● **Source text**
----------

Remove redundant copy in recurrences
Needs ReviewPublic

Authored by twoh on Apr 7 2017, 11:19 AM.

Details

Summary

If there is a chain of instructions formulating a recurrence, commuting operands can help removing a redundant copy. In the following example code,

BB#1: ; Loop Header
  %vreg0<def> = COPY %vreg13<kill>; GR32:%vreg0,%vreg13
  ...

BB#6: ; Loop Latch
  %vreg2<def> = COPY %vreg15<kill>; GR32:%vreg2,%vreg15
  %vreg10<def,tied1> = ADD32rr %vreg1<kill,tied0>, %vreg0<kill>, %EFLAGS<imp-def,dead>; GR32:%vreg10,%vreg1,%vreg0
  %vreg3<def,tied1> = ADD32rr %vreg2<kill,tied0>, %vreg10<kill>, %EFLAGS<imp-def,dead>; GR32:%vreg3,%vreg2,%vreg10
  CMP32ri8 %vreg3, 10, %EFLAGS<imp-def>; GR32:%vreg3
  %vreg13<def> = COPY %vreg3<kill>; GR32:%vreg13,%vreg3
  JL_1 <BB#1>, %EFLAGS<imp-use,kill>

Existing two-address generation pass generates following code:

BB#1:
  %vreg0<def> = COPY %vreg13<kill>; GR32:%vreg0,%vreg13
  ...

BB#6:
    Predecessors according to CFG: BB#5 BB#4
  %vreg2<def> = COPY %vreg15<kill>; GR32:%vreg2,%vreg15
  %vreg10<def> = COPY %vreg1<kill>; GR32:%vreg10,%vreg1
  %vreg10<def,tied1> = ADD32rr %vreg10<tied0>, %vreg0<kill>, %EFLAGS<imp-def,dead>; GR32:%vreg10,%vreg0
  %vreg3<def> = COPY %vreg10<kill>; GR32:%vreg3,%vreg10
  %vreg3<def,tied1> = ADD32rr %vreg3<tied0>, %vreg2<kill>, %EFLAGS<imp-def,dead>; GR32:%vreg3,%vreg2
  CMP32ri8 %vreg3, 10, %EFLAGS<imp-def>; GR32:%vreg3
  %vreg13<def> = COPY %vreg3<kill>; GR32:%vreg13,%vreg3
  JL_1 <BB#1>, %EFLAGS<imp-use,kill>
  JMP_1 <BB#7>

This is suboptimal because the assembly code generated has a redundant copy at the end of #BB6 to feed %vreg13 to BB#1:

.LBB0_6:
  addl  %esi, %edi
  addl  %ebx, %edi
  cmpl  $10, %edi
  movl  %edi, %esi
  jl  .LBB0_1

This redundant copy can be elimiated by making instructions in the recurrence chain to compute the value "into" the register that actually holds the feedback value. In this example, this can be achieved by commuting %vreg0 and %vreg1 to compute %vreg10. With that change, code after two-address generation becomes

BB#1:
  %vreg0<def> = COPY %vreg13<kill>; GR32:%vreg0,%vreg13
  ...

----------

Excerpts of labeled region data
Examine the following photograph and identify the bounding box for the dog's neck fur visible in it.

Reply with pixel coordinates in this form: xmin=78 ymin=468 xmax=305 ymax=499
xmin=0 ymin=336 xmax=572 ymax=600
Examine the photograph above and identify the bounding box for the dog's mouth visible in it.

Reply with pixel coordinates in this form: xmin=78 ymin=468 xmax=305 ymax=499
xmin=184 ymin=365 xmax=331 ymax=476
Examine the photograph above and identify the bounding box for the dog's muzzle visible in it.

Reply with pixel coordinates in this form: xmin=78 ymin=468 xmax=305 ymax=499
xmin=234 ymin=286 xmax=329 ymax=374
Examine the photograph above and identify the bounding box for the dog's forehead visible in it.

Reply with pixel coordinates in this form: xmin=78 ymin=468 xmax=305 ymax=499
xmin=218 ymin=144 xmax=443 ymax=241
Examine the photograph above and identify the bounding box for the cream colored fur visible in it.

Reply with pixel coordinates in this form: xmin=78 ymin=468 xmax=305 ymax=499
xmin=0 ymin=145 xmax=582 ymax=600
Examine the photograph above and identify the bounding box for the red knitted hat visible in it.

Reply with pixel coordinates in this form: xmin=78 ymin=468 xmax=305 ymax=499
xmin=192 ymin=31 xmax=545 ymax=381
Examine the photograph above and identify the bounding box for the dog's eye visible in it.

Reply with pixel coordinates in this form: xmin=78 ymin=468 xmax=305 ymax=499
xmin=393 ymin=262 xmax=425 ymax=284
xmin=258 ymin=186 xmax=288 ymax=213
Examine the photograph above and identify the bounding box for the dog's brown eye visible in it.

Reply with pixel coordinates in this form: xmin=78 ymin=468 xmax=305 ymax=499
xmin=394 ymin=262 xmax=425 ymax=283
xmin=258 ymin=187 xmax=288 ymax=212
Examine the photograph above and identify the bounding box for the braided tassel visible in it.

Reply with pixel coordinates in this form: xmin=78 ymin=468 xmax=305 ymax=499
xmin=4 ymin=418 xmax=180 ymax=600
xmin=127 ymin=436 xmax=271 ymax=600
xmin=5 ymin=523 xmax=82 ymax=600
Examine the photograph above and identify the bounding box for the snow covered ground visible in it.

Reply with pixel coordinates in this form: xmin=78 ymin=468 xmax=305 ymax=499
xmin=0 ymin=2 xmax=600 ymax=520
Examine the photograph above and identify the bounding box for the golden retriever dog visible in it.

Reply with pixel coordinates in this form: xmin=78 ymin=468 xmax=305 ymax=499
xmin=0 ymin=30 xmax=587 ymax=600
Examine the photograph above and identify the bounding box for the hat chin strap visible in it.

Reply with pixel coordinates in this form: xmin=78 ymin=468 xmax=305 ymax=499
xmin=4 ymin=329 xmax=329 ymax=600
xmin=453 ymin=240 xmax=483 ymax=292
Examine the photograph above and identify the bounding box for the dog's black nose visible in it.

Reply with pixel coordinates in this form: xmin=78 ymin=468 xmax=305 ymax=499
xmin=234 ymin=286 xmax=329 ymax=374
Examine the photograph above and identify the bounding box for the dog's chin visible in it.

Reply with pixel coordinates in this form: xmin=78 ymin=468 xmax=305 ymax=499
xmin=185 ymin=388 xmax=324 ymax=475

----------

● **List of tasks**
A) Answer these from the review on removing redundant copies in recurrences:
(i) Who wrote it, and on what date?
(ii) Which assembly instruction is the redundant copy at the end of the block it names?
(iii) Which two operands does it say to commute to compute %vreg10?
B) Pick up the review on removing redundant copies in recurrences after its last line, and keep writing it.

● **Answers provided**
A)
(i) twoh, on Apr 7 2017, at 11:19 AM.
(ii) movl  %edi, %esi
(iii) %vreg0 and %vreg1.

B)
BB#6: derived from LLVM BB %bb7
    Predecessors according to CFG: BB#5 BB#4
  %vreg2<def> = COPY %vreg15<kill>; GR32:%vreg2,%vreg15
  %vreg10<def> = COPY %vreg0<kill>; GR32:%vreg10,%vreg0
  %vreg10<def,tied1> = ADD32rr %vreg10<tied0>, %vreg1<kill>, %EFLAGS<imp-def,dead>; GR32:%vreg10,%vreg1
  %vreg3<def> = COPY %vreg10<kill>; GR32:%vreg3,%vreg10
  %vreg3<def,tied1> = ADD32rr %vreg3<tied0>, %vreg2<kill>, %EFLAGS<imp-def,dead>; GR32:%vreg3,%vreg2
  CMP32ri8 %vreg3, 10, %EFLAGS<imp-def>; GR32:%vreg3
  %vreg13<def> = COPY %vreg3<kill>; GR32:%vreg13,%vreg3
  JL_1 <BB#1>, %EFLAGS<imp-use,kill>
  JMP_1 <BB#7>

and the final assembly does not have redundant copy:

.LBB0_6:
  addl  %edi, %eax
  addl  %ebx, %eax
  cmpl  $10, %eax
  jl  .LBB0_1
twoh created this revision.Apr 7 2017, 11:19 AM
twoh edited the summary of this revision. (Show Details)Apr 7 2017, 11:19 AM
twoh updated this revision to Diff 94549.EditedApr 7 2017, 11:22 AM

small changes to the test.

echristo resigned from this revision.Apr 11 2017, 1:48 PM

Probably best to have Quentin or Matthias do it.

Friendly ping. Thanks!

twoh added a comment.Apr 21 2017, 11:16 AM

Ping. Thanks!

This looks pretty complicated for the task at hand. Wouldn't this be a simpler transformation to perform at a place where we are still in Machine SSA and have use-def information for free and also have phis around to indicate loops so we can do without a MachineLoopInfo instance.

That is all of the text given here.